[PAGE EXTRACT]
▬▬▬▬▬▬▬▬▬▬

DETROIT — Chrysler’s plan for a public stock offering would ordinarily be cause to celebrate the automaker’s comeback from its government bailout and bankruptcy in 2009. But the company’s filing for the offering, which came late on Monday, is hardly a moment of triumph.
Chrysler is taking the step only under pressure from its second-largest shareholder, a trust set up to provide medical coverage for 115,000 retired auto workers and family members.
And while the offering would generate needed cash for the trust, it would also thwart plans by Fiat, Chrysler’s Italian parent, to acquire full ownership of the automaker.
Chrysler’s offering arises from an unusual conflict of interests, made possible by the remarkable turnaround at Chrysler since it was shepherded through bankruptcy four years ago by the federal government.
The United Auto Workers health care trust has the legal right to cash in a big chunk of its stake in Chrysler, which today stands at 41.5 percent and is a legacy of a deal brokered in 2009 by the Obama administration’s auto task force.
Now, with profits flowing again and the trust in need of cash, it has formally requested that Chrysler register for a public offering covering about 16 percent of the company’s overall shares.
The offering, however, is not supported by Sergio Marchionne, the chief executive of both Fiat and Chrysler and the architect of the US company’s revival. Marchionne wants to merge the two companies. To do so, he needs to acquire the trust’s entire 41.5 percent stake. But there is a wide gap between what Fiat wants to pay, and what the trust’s administrators believe the shares are worth.
“It’s a very, very high-stakes battle going on here,” said Harley Shaiken, a labor professor at the University of California-Berkeley. “Both sides are being quite strategic, and we’ll see how it plays out.”

▬▬▬▬▬▬▬▬▬▬

[THE DATA]
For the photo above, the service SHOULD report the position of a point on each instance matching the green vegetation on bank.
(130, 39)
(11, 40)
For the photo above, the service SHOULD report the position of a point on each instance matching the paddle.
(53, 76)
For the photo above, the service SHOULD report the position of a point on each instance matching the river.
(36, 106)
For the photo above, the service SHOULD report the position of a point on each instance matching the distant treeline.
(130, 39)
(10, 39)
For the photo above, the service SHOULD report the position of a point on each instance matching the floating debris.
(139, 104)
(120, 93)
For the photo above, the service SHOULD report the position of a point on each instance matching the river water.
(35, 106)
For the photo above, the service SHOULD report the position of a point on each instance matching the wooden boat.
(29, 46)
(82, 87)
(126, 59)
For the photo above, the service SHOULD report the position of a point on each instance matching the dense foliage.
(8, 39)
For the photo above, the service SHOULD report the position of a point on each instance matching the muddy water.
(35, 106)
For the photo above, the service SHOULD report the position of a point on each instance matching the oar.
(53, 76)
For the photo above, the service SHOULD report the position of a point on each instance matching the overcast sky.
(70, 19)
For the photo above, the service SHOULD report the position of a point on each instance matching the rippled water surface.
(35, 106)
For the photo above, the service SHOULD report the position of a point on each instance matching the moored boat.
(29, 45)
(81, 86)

▬▬▬▬▬▬▬▬▬▬

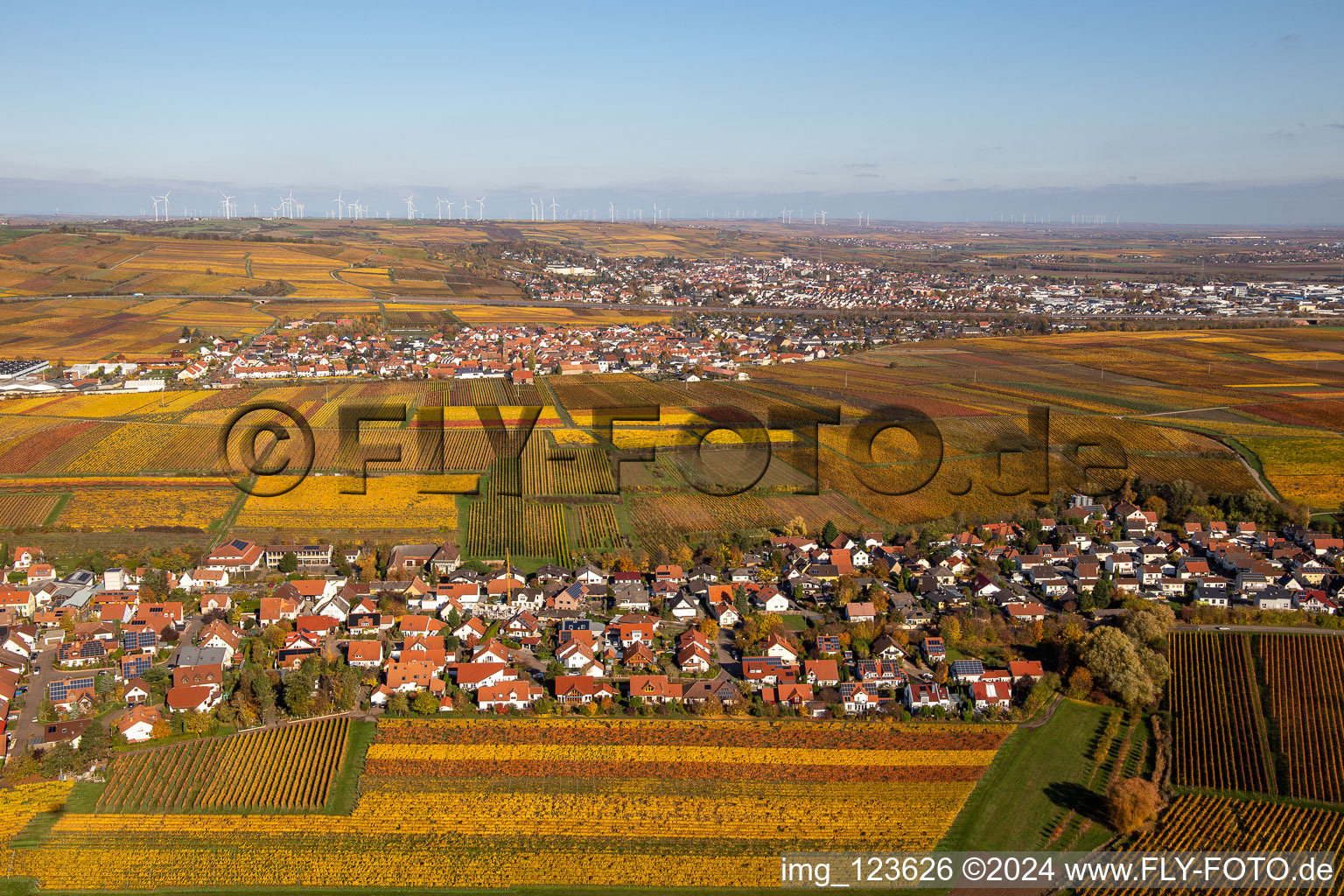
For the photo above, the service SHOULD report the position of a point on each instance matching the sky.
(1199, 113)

▬▬▬▬▬▬▬▬▬▬

[YOUR INSTRUCTIONS] Reproduce word for word the passage of the Chrysler stock offering article that runs from "Chrysler’s offering arises" up to and including "company’s overall shares.".

[YOUR RESPONSE]
Chrysler’s offering arises from an unusual conflict of interests, made possible by the remarkable turnaround at Chrysler since it was shepherded through bankruptcy four years ago by the federal government.
The United Auto Workers health care trust has the legal right to cash in a big chunk of its stake in Chrysler, which today stands at 41.5 percent and is a legacy of a deal brokered in 2009 by the Obama administration’s auto task force.
Now, with profits flowing again and the trust in need of cash, it has formally requested that Chrysler register for a public offering covering about 16 percent of the company’s overall shares.